---------- Supplied entries ----------

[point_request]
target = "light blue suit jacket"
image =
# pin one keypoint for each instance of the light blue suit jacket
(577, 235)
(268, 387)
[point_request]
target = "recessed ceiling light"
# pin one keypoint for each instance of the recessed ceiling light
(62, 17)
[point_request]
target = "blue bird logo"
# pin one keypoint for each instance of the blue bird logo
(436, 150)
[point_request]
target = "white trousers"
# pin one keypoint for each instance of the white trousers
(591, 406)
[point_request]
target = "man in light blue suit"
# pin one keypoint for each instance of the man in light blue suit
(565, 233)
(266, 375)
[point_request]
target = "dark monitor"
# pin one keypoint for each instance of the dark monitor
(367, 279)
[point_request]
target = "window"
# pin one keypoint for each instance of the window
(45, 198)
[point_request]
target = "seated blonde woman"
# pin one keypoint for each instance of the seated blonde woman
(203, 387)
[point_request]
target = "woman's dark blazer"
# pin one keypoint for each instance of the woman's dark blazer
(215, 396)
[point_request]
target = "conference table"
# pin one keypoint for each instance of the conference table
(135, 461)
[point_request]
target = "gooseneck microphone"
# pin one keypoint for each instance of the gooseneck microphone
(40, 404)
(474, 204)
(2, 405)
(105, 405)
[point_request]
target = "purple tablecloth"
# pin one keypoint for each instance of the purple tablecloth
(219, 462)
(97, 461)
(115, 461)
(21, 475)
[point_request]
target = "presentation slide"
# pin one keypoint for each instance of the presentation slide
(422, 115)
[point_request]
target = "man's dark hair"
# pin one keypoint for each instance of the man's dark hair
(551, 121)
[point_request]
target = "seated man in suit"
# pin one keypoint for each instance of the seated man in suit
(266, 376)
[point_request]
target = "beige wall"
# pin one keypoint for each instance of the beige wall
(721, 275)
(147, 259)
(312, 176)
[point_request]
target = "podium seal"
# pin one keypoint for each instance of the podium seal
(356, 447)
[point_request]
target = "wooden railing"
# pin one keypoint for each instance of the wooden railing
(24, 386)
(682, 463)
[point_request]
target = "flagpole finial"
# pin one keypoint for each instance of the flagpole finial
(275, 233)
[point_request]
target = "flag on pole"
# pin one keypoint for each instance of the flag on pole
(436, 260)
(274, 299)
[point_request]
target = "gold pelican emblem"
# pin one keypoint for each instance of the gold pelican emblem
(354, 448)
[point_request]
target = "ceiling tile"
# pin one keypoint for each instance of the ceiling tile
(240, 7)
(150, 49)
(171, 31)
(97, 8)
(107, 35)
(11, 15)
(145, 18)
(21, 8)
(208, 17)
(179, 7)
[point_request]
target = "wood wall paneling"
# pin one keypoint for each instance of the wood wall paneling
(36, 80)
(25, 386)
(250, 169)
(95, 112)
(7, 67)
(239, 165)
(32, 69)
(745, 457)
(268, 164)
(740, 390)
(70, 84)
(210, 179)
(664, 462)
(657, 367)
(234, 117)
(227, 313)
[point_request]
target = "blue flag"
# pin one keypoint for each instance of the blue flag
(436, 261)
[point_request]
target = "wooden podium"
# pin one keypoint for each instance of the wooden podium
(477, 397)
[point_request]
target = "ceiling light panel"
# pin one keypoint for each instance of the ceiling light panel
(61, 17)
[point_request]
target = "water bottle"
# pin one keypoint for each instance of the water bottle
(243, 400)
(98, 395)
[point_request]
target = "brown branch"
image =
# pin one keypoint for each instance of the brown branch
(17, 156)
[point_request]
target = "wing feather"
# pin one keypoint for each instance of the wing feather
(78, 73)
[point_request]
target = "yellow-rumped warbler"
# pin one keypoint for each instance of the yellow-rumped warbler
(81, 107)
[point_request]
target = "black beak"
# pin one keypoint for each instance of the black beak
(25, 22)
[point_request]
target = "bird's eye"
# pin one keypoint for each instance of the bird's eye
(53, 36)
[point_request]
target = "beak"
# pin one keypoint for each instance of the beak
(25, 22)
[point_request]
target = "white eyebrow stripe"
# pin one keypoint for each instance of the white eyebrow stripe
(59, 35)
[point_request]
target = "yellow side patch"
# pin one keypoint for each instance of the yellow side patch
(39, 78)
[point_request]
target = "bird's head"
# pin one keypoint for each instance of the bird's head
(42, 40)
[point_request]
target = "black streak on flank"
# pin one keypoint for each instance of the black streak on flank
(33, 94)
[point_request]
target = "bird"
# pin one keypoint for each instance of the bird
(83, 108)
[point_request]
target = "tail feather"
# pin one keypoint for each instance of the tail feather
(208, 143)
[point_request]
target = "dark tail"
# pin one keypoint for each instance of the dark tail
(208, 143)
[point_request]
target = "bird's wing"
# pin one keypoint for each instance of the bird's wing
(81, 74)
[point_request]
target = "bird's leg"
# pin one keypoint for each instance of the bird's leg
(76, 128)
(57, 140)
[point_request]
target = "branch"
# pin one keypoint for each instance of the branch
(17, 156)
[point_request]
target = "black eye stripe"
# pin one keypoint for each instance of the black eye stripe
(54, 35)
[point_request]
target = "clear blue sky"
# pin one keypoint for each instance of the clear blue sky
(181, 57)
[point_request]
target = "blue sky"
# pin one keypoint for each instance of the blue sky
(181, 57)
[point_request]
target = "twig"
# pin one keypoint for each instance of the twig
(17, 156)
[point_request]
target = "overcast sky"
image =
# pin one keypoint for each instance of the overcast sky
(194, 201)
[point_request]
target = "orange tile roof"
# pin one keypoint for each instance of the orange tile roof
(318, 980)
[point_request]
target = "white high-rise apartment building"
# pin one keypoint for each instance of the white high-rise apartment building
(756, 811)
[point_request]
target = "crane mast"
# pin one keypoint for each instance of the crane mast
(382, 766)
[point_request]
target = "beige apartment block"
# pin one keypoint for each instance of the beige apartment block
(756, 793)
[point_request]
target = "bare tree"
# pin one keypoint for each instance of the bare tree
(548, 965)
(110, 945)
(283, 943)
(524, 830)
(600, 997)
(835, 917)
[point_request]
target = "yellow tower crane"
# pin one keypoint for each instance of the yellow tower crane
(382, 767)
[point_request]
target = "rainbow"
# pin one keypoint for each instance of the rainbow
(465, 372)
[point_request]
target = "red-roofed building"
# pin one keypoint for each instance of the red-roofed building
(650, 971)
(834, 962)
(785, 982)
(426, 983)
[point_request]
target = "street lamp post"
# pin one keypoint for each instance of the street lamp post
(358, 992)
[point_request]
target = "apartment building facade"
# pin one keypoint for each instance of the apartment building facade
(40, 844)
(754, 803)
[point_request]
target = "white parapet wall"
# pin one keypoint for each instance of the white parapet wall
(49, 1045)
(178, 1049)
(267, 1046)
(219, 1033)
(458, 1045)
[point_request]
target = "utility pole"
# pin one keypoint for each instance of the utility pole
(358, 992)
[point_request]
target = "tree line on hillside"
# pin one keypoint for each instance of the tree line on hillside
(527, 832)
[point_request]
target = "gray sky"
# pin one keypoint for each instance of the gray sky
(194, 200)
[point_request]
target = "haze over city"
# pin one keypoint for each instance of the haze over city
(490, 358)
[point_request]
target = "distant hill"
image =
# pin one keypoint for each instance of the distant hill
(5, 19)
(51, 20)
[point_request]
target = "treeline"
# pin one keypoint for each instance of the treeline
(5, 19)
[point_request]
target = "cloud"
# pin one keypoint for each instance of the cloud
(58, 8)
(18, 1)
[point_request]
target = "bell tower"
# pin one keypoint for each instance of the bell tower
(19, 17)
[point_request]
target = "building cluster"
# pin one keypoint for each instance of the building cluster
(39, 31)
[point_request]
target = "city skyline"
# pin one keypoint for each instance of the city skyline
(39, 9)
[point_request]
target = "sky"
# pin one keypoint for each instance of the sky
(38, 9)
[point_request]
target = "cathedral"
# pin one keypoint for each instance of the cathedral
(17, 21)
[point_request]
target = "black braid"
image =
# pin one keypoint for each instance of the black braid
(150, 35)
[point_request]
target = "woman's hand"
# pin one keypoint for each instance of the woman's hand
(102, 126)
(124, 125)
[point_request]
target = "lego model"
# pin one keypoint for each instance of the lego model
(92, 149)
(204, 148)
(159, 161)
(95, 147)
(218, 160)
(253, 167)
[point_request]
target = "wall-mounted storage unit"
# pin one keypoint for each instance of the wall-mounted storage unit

----------

:: Aim ::
Extract every line above that contains the string "beak".

:: Expected answer ::
target = "black beak"
# pin one keypoint for each instance of the black beak
target = "beak"
# pin one keypoint for each instance of the beak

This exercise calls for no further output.